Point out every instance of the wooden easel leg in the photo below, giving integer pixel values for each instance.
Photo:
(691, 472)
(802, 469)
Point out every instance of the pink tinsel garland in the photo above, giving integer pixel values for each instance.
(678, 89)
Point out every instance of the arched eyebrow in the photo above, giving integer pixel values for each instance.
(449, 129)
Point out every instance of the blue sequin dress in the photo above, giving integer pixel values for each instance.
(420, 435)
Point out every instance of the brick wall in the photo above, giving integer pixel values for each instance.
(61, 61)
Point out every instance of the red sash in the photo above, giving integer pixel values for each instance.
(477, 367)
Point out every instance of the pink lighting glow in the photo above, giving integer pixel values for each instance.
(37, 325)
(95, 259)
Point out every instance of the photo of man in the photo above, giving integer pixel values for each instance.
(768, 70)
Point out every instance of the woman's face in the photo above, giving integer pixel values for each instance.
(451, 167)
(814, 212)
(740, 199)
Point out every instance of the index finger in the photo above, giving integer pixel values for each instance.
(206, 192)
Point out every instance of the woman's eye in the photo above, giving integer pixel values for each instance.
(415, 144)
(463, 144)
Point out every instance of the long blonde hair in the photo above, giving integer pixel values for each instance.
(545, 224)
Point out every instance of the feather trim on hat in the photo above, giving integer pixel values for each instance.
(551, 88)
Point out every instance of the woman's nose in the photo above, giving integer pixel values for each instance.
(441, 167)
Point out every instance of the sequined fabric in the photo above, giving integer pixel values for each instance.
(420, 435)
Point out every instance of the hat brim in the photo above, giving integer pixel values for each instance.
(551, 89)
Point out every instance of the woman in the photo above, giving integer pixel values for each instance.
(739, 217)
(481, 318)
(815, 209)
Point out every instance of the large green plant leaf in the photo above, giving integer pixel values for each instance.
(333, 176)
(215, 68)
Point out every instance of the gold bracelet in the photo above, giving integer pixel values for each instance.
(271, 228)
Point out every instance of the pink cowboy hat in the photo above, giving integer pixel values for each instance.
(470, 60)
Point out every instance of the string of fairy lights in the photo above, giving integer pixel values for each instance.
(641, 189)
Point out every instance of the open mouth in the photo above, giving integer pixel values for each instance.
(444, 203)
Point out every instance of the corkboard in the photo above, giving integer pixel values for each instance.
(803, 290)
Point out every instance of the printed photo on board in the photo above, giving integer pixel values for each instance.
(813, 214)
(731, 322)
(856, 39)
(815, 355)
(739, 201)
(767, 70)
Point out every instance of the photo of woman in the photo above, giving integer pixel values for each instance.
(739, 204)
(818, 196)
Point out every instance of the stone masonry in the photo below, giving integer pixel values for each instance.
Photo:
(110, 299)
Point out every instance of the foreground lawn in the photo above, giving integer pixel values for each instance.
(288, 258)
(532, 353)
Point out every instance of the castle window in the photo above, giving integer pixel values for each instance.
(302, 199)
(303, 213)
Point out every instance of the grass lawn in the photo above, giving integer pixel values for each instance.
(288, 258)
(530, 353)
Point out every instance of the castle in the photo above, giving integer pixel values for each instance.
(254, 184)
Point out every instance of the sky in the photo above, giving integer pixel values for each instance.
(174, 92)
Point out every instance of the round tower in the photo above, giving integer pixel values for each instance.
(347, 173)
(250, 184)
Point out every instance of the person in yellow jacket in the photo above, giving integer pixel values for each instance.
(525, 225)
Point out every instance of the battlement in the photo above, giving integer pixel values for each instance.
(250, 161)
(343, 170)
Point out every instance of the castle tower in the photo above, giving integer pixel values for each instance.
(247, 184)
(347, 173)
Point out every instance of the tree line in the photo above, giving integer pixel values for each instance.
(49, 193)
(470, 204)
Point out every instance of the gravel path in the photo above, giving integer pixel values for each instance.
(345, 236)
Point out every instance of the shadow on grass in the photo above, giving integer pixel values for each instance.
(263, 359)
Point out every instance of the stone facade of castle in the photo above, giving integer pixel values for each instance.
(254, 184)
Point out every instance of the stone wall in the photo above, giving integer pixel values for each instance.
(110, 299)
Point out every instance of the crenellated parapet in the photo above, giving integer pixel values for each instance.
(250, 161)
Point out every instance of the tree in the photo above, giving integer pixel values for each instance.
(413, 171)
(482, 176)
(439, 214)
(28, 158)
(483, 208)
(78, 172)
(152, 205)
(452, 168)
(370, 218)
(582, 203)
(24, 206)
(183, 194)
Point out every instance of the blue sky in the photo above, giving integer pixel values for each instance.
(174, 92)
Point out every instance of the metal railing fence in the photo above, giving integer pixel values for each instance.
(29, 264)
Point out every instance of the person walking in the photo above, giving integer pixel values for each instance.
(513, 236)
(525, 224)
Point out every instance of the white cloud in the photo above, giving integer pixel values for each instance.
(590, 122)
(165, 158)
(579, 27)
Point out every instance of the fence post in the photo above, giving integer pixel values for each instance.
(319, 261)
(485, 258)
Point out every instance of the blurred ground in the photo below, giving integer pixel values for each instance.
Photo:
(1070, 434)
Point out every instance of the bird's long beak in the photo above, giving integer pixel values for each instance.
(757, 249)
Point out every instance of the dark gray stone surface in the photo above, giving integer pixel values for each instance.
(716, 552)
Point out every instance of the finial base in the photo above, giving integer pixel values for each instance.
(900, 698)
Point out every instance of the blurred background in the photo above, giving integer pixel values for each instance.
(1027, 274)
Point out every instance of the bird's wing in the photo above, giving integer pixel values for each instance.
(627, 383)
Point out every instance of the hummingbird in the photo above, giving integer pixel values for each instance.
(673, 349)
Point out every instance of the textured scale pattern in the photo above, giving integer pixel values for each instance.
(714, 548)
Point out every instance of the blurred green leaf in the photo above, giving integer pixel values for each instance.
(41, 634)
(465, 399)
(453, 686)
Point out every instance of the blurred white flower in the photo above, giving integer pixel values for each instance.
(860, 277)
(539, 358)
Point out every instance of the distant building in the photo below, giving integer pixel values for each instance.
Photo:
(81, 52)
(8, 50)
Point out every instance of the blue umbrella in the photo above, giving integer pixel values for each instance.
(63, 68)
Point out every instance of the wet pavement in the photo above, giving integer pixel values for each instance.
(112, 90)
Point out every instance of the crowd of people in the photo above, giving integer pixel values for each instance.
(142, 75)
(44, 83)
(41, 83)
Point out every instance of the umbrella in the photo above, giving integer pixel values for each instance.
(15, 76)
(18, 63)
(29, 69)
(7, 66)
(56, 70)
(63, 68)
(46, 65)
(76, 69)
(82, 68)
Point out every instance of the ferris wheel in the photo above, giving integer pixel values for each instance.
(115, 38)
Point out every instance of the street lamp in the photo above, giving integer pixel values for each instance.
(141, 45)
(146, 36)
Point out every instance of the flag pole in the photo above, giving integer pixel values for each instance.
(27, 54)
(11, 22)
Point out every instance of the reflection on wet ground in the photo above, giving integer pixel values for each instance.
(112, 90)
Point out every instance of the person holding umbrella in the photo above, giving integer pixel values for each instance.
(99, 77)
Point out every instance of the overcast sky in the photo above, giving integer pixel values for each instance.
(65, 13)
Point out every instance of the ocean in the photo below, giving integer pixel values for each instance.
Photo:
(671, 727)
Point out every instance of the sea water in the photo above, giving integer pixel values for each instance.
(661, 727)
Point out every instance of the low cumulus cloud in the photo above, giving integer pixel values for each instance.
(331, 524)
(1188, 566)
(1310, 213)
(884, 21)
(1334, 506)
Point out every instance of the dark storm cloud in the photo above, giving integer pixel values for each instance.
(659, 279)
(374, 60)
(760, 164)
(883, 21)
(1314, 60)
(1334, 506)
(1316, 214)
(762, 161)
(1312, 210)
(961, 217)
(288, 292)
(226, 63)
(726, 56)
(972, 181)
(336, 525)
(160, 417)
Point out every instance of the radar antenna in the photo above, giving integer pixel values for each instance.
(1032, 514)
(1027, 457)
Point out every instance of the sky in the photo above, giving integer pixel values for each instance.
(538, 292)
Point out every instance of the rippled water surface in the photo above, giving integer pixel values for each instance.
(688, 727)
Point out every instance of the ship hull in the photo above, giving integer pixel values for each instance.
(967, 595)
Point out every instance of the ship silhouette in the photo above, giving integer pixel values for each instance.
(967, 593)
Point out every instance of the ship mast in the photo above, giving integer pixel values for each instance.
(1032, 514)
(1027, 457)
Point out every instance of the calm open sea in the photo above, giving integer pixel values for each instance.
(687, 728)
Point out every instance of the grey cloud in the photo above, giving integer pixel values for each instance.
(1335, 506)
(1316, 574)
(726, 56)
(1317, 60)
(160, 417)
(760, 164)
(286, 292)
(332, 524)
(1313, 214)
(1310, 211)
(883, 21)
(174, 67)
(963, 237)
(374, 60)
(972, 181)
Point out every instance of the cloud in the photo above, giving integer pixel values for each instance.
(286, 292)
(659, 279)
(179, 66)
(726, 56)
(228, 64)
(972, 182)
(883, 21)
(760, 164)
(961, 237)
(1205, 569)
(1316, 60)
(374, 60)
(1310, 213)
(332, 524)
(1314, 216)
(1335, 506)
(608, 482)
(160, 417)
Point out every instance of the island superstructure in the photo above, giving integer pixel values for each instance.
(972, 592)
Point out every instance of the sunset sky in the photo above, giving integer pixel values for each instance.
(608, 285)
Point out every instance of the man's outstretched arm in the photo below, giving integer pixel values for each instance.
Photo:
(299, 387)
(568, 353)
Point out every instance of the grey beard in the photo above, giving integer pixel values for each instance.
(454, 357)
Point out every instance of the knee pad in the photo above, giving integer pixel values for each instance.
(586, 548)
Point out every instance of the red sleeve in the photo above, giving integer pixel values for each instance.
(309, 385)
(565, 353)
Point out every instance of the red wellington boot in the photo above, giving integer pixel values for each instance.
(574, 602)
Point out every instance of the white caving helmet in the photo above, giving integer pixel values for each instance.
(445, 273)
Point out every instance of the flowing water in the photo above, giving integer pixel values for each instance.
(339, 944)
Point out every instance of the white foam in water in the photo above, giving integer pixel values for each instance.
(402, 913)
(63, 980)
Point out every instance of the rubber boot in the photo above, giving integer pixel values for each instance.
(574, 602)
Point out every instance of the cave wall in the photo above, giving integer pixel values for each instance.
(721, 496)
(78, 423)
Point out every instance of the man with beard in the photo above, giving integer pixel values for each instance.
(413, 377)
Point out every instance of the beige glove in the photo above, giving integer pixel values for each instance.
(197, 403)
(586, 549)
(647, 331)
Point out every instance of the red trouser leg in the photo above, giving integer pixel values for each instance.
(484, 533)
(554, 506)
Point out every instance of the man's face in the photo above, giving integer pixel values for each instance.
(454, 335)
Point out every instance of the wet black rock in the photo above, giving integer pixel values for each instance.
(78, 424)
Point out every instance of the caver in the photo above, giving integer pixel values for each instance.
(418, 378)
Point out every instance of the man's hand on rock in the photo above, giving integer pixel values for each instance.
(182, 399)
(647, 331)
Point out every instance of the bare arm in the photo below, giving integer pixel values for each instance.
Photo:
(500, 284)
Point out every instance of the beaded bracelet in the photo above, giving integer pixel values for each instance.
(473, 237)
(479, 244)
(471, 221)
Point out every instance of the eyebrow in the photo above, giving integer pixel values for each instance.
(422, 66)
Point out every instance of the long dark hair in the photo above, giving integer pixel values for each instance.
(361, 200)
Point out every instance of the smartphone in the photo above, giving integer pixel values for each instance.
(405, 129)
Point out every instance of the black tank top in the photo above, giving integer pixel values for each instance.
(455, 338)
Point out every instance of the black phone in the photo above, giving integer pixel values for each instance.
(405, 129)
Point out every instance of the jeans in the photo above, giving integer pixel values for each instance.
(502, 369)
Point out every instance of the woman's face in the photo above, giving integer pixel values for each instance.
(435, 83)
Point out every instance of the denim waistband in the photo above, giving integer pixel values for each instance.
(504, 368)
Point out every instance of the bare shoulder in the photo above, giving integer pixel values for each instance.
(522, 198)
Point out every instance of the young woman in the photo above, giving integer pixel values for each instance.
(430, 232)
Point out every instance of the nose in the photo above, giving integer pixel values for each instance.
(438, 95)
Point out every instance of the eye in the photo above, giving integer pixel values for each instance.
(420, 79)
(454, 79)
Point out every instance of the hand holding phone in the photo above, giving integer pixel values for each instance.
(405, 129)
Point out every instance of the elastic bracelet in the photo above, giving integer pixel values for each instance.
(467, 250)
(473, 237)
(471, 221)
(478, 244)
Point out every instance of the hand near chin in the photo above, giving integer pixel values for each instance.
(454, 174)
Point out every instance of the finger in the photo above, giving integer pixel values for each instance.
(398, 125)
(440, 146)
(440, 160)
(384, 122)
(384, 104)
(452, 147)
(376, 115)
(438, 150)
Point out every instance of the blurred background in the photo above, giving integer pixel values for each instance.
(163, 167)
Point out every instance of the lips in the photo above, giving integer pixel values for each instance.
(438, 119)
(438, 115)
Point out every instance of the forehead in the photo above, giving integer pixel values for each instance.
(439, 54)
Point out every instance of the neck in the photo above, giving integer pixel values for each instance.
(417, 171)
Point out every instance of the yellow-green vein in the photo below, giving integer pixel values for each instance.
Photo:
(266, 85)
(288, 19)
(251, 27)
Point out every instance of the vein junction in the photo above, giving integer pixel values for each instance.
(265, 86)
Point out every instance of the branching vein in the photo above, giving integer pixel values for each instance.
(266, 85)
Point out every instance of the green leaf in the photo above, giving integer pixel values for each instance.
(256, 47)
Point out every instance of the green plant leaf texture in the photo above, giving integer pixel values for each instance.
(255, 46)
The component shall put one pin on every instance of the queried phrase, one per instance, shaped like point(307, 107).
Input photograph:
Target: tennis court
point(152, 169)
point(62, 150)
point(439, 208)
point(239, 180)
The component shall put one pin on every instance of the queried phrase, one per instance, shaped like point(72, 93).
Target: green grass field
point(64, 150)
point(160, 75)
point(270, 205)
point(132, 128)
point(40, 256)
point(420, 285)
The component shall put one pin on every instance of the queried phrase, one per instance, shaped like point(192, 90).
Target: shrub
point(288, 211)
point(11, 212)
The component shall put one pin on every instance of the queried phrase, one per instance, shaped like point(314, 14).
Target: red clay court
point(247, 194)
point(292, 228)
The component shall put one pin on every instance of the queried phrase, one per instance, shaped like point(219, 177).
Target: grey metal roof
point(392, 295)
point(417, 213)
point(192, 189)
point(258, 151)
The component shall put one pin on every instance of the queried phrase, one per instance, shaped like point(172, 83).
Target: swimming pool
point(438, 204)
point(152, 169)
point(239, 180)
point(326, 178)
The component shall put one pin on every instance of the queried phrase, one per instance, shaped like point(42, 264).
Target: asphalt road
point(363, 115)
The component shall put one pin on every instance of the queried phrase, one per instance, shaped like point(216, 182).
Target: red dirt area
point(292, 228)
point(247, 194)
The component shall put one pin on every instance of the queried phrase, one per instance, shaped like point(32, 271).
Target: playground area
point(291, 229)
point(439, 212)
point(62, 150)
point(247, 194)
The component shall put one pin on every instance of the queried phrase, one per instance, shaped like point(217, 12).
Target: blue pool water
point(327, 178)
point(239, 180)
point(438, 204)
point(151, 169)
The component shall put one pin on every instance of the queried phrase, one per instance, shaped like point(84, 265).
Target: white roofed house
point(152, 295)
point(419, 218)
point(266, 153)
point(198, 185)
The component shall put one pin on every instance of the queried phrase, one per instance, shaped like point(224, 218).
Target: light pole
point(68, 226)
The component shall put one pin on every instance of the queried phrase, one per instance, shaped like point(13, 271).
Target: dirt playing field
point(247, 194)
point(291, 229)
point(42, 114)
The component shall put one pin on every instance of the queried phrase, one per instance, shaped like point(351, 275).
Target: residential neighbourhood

▸ WHAT THIS TASK INVOLVES:
Give the number, and nothing else, of lines in the listing above that include the word "below".

▸ EXPECTED OUTPUT:
8